Detection records:
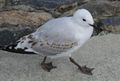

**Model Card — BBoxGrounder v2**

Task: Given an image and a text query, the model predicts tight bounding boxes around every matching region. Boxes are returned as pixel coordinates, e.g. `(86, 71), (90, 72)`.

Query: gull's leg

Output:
(41, 56), (56, 72)
(69, 57), (94, 75)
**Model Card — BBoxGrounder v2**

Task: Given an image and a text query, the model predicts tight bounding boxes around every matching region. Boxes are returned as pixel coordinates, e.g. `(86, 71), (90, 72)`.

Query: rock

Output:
(97, 17), (120, 34)
(6, 0), (76, 10)
(78, 0), (120, 19)
(3, 0), (77, 17)
(0, 10), (52, 27)
(0, 0), (5, 11)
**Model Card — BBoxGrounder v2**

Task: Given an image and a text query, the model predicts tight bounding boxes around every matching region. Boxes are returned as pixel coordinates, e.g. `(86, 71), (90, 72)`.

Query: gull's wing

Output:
(16, 16), (79, 55)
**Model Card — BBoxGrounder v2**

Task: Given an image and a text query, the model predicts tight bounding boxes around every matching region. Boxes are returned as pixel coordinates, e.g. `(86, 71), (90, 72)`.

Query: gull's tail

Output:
(0, 43), (36, 54)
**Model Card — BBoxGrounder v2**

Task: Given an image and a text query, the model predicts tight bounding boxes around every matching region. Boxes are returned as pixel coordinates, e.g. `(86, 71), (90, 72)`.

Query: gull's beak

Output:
(89, 24), (98, 29)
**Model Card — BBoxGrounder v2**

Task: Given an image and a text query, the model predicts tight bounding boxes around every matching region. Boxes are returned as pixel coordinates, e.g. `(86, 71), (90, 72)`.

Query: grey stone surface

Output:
(0, 34), (120, 81)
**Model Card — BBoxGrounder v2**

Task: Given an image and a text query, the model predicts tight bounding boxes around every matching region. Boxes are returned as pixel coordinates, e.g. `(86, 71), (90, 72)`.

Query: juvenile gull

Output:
(0, 9), (99, 75)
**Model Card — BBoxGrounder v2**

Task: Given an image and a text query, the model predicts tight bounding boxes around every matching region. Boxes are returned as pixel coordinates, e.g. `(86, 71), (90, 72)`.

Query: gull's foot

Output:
(41, 62), (57, 72)
(78, 65), (94, 75)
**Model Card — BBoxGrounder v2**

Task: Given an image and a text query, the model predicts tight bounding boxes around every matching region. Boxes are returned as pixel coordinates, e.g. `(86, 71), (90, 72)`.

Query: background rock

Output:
(79, 0), (120, 19)
(0, 10), (52, 27)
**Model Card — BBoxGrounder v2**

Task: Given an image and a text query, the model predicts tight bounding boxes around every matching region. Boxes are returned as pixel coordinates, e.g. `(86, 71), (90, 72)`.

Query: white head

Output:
(73, 9), (94, 27)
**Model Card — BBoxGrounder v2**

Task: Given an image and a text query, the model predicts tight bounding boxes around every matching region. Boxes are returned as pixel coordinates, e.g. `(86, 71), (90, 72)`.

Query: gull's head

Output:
(73, 9), (94, 27)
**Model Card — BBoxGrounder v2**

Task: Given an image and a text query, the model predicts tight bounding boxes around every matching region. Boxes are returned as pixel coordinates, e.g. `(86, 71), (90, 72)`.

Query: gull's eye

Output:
(83, 19), (86, 21)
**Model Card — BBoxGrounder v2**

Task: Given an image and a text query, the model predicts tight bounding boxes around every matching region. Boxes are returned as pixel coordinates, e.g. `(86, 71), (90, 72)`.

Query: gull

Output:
(2, 9), (97, 75)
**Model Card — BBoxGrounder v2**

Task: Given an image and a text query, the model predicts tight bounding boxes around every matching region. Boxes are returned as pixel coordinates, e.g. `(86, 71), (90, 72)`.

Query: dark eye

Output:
(83, 19), (86, 21)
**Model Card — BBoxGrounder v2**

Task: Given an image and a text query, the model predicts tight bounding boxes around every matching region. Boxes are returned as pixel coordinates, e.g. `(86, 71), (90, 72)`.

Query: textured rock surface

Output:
(0, 10), (52, 26)
(0, 34), (120, 81)
(97, 17), (120, 34)
(79, 0), (120, 18)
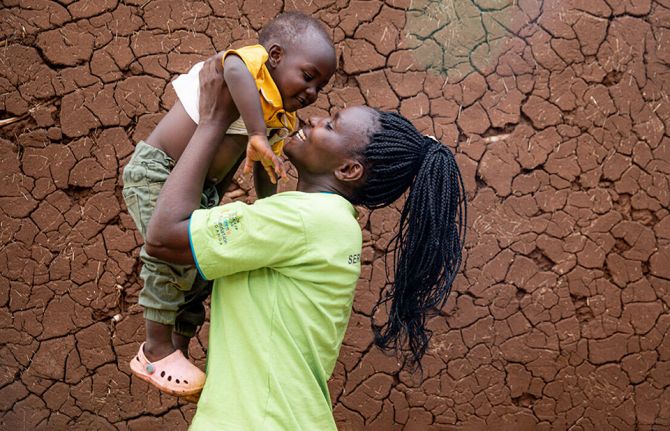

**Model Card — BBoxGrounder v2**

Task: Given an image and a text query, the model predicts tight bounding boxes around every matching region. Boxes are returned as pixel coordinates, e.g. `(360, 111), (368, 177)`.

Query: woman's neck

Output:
(296, 178), (345, 196)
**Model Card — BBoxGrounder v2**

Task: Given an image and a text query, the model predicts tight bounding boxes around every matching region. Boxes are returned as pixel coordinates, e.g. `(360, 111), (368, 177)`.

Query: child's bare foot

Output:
(172, 332), (191, 359)
(144, 320), (176, 362)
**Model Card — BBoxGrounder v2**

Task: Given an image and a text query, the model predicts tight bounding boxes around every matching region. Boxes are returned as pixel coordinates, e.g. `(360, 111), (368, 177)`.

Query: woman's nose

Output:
(305, 87), (319, 103)
(307, 116), (323, 127)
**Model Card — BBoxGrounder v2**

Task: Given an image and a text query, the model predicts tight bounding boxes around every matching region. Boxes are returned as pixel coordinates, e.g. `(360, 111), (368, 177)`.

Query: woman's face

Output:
(284, 106), (378, 175)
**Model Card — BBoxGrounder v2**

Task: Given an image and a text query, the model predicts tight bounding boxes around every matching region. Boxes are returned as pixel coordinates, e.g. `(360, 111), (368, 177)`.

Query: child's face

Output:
(269, 38), (335, 112)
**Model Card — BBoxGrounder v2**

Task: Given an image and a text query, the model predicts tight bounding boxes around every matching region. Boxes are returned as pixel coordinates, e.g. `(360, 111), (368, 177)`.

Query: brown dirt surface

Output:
(0, 0), (670, 430)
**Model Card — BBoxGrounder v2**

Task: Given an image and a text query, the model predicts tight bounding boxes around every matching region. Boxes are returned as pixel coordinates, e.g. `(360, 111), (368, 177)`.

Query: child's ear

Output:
(268, 43), (284, 67)
(333, 159), (365, 182)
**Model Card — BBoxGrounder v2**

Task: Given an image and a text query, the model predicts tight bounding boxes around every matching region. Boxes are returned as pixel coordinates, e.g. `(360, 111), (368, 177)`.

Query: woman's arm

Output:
(145, 55), (237, 264)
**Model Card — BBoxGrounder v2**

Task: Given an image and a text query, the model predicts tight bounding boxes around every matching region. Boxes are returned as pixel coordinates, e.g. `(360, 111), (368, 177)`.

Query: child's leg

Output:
(172, 150), (246, 357)
(123, 142), (195, 360)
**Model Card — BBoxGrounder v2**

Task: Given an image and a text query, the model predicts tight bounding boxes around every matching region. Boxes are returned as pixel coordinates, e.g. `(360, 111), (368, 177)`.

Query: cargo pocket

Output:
(123, 188), (146, 238)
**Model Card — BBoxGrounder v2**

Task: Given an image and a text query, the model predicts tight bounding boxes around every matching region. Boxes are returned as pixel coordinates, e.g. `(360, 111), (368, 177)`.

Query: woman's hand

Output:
(198, 53), (238, 126)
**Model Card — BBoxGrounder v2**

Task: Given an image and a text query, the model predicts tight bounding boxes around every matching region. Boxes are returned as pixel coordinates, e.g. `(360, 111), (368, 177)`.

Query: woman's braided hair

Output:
(353, 112), (467, 367)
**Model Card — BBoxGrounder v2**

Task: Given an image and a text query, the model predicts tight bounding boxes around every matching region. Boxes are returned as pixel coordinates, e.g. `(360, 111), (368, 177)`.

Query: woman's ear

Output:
(334, 159), (365, 182)
(268, 43), (284, 68)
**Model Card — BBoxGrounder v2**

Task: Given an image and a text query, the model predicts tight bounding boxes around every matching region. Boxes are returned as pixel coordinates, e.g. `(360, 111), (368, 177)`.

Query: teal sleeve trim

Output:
(188, 213), (209, 281)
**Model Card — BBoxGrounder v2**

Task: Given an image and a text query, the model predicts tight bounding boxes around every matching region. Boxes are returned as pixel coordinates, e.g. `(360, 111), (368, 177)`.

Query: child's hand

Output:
(244, 135), (286, 184)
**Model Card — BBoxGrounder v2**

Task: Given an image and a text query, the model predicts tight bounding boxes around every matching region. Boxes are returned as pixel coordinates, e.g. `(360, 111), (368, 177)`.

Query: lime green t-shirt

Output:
(189, 192), (362, 431)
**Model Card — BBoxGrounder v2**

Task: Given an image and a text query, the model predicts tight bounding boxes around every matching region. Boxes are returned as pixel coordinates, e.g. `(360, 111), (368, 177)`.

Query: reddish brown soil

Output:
(0, 0), (670, 430)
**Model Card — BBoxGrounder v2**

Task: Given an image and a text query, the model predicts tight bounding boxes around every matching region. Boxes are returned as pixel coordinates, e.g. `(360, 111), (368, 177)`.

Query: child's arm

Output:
(223, 55), (286, 183)
(254, 162), (277, 199)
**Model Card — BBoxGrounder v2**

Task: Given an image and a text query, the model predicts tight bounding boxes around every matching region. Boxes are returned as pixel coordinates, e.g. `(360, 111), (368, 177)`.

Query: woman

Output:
(146, 54), (465, 430)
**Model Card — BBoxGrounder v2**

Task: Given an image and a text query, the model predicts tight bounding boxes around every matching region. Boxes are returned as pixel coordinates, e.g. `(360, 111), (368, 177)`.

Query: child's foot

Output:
(172, 332), (191, 359)
(130, 343), (205, 397)
(130, 320), (205, 396)
(144, 340), (177, 362)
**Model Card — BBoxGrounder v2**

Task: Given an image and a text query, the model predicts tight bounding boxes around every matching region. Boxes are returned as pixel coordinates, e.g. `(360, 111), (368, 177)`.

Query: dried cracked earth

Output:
(0, 0), (670, 430)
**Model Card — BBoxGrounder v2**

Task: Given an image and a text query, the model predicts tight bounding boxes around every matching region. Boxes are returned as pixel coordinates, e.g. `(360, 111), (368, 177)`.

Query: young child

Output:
(123, 12), (336, 397)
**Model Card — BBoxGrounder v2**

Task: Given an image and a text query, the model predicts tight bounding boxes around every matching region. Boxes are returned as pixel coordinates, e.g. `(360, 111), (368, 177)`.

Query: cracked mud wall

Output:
(0, 0), (670, 430)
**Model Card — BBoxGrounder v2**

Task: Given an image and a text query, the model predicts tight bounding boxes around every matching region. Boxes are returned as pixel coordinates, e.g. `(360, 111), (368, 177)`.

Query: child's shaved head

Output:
(258, 11), (335, 51)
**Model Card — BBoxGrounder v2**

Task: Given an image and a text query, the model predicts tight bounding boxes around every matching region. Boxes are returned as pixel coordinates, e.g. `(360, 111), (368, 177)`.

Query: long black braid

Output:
(354, 112), (467, 367)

▶ [EXERCISE PROMPT]:
Reproduce everything from the start of the records down through the line containing "(0, 43), (36, 54)", inclusive, omitting the pictures.

▶ [THE RESULT]:
**Model Card — BBoxGrounder v2**

Task: Given an image and a text query, the model predicts tight bounding boxes around every matching region. Boxes are returned as pixel coordinates, e.g. `(86, 71), (90, 72)`.

Query: gull's leg

Output:
(41, 56), (56, 72)
(69, 57), (94, 75)
**Model Card — BBoxGrounder v2**

Task: Given an image and a text query, the model predicts tight bounding boxes around every matching region. Boxes are returned as pixel coordinates, e.g. `(86, 71), (90, 72)`.

Query: rock

Output:
(97, 17), (120, 34)
(6, 0), (76, 10)
(78, 0), (120, 19)
(3, 0), (77, 17)
(0, 10), (52, 27)
(0, 0), (5, 11)
**Model Card — BBoxGrounder v2**

Task: Given an image and a text query, the model predicts tight bounding boxes around every matching region. Boxes are returned as pixel coordinates, e.g. `(86, 71), (90, 72)`.

Query: gull's wing

Output:
(16, 16), (79, 55)
**Model Card — BBoxGrounder v2**

Task: Given an image and a text query, the model predicts tight bounding boxes around every matching region. Boxes are returned as pixel coordinates, e.g. `(86, 71), (90, 72)`.

Query: gull's tail

Output:
(0, 43), (36, 54)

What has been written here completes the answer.